• _SOURCE DOCUMENT_
▼
Alternatively or additionally, at least one compensating element can be reflective to electromagnetic radiation. In this way, less or no electromagnetic radiation can reach the surface of the fiber structure in the region of the fiber composite structure covered by the at least one compensating element. This is particularly advantageous if the region of the fiber composite structure in which the at least one compensating element is located has a relatively low height. This can prevent this region from becoming too hot, which can lead to damage.
In an additional advantageous embodiment, at least one compensating element may have a mechanical compressibility that, at least in the direction of the force with which the pressing elements press the fiber composite structure, is equal to or less than the corresponding compressibility of the fiber composite structure. In this way, the at least one compensating element causing a greater compression of the fiber composite structure in the region of the at least one compensating element, and thus of the at least one height difference, during the pressing together of the fiber composite structure than outside the region of the height difference can be avoided. In this way, the at least one compensating element causing a change to the at least one height difference when pressing the fiber composite structure can be avoided.
In an additional advantageous embodiment, at least one compensating element can be at least partially flexible. In this way, the at least one compensating element can be demolded from the fiber composite structure more easily. This means that any bending forces during demolding and removal of the compensating element can be better compensated. Such bending forces can arise in particular if the at least one compensating element forms a connection, in particular cementing or adhesion or the like, with the fiber composite structure in the consolidation process. Such connections must be separated upon demolding.
Advantageously, at least one compensating element can be at least partially elastic. In this way, it can regain its original shape after deformation.
In an additional advantageous embodiment, at least one compensating element may exhibit the same thermal behavior or at least a similar thermal behavior as the fiber composite structure. In this way, the at least one compensating element being deformed in relation to the fiber composite structure during heating, whereby the at least one height difference would be deformed, can be avoided. The same or similar thermal behavior can avoid or reduce corresponding mechanical stresses between the at least one compensating element and the fiber composite structure, which would change the surface structure of the fiber composite structure.
Preferably, the compensating element has properties congruent to the fiber composite structure. The compensating element thus has thermal, mechanical and/or electrical properties that are at least almost identical to those of the fiber composite structure.
▲
• _RECORDED DATA_
▼
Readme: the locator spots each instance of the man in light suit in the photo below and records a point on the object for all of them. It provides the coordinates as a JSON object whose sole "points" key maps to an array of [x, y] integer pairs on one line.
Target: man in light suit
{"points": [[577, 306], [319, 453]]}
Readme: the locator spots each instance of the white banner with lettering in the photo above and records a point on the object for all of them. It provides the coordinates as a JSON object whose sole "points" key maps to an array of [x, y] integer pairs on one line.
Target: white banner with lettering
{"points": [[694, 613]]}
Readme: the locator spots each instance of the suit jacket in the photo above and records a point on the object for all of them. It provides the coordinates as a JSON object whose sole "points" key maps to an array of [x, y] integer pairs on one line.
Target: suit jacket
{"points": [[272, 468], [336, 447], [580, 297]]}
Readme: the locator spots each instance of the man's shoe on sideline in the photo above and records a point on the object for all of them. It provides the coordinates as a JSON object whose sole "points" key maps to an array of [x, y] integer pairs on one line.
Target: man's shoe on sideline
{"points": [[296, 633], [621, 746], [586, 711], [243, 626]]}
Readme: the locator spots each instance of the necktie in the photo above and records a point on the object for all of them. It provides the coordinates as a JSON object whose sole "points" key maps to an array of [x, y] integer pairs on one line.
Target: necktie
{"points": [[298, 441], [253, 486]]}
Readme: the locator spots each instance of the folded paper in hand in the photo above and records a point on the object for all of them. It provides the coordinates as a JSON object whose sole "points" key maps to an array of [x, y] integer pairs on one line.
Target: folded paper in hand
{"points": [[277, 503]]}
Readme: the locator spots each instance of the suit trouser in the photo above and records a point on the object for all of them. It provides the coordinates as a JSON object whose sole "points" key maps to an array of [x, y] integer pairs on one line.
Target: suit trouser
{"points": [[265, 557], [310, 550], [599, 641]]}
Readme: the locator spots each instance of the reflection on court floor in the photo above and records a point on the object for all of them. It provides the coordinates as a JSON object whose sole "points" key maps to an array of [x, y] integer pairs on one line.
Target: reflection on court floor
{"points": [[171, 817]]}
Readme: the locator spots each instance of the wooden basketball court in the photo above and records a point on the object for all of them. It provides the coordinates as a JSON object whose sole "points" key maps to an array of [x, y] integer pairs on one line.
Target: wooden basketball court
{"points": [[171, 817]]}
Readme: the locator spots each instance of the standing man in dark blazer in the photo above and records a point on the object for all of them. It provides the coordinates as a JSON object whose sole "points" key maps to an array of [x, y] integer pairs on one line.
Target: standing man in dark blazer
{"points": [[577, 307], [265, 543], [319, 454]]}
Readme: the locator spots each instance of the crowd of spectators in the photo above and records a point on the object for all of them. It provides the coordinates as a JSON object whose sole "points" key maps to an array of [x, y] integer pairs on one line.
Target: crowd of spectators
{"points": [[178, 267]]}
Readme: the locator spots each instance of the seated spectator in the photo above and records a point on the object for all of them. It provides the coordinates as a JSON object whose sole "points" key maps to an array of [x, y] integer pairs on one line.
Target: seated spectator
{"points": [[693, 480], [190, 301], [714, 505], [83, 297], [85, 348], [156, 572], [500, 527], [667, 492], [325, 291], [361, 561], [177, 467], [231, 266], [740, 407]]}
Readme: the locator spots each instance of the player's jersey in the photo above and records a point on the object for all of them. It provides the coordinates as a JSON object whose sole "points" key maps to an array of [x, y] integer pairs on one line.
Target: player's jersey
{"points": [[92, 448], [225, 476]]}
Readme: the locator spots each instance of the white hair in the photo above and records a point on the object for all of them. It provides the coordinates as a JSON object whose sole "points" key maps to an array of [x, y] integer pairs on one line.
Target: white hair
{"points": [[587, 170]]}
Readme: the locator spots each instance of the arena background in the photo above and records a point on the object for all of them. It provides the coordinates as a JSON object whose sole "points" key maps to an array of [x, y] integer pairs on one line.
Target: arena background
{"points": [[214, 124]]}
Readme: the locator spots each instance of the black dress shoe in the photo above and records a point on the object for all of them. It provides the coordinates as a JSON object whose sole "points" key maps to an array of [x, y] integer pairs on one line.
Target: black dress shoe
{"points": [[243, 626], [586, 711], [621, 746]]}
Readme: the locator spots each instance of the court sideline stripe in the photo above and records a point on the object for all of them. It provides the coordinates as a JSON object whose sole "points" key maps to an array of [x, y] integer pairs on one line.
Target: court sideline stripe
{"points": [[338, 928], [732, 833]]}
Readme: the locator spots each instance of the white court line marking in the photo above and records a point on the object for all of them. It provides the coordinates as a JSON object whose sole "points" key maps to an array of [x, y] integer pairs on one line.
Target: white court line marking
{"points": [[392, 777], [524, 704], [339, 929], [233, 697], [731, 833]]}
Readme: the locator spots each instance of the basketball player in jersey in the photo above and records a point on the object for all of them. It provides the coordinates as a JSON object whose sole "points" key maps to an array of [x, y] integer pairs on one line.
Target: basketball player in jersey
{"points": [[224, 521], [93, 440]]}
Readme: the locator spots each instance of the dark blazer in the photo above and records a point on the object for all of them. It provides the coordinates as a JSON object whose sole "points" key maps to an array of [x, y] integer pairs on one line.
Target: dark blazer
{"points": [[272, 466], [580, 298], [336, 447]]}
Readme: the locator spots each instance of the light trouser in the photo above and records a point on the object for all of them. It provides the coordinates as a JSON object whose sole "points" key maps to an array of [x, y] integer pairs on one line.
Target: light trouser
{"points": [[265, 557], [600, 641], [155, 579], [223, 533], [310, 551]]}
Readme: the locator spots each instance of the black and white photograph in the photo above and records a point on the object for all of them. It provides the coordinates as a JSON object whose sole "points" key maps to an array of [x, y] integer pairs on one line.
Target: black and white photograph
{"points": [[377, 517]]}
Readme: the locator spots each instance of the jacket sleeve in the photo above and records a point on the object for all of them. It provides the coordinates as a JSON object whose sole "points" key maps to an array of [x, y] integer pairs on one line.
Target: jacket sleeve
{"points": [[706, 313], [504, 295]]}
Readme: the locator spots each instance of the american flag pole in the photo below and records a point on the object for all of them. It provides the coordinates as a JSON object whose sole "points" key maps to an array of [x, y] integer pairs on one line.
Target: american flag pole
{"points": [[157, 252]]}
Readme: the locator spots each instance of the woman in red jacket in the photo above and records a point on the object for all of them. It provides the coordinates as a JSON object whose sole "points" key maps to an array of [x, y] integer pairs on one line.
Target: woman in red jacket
▲
• _WRITTEN TASKS_
1. Answer the following from the passage on compensating elements:
(a) What can be prevented when a compensating element reflects electromagnetic radiation over a region of relatively low height?
(b) What can a partially elastic compensating element do after deformation?
(c) Which kinds of connections with the fiber composite structure are named as a source of bending forces during demolding?
2. Write out from the passage on compensating elements the part that opens with the words containing "Preferably, the compensating" and closes with "those of the fiber composite structure.", word for word.

• _TASK-BY-TASK RESULTS_
1.
(a) It can prevent that region from becoming too hot, which can lead to damage.
(b) It can regain its original shape.
(c) Cementing or adhesion or the like, formed in the consolidation process.

2.
Preferably, the compensating element has properties congruent to the fiber composite structure. The compensating element thus has thermal, mechanical and/or electrical properties that are at least almost identical to those of the fiber composite structure.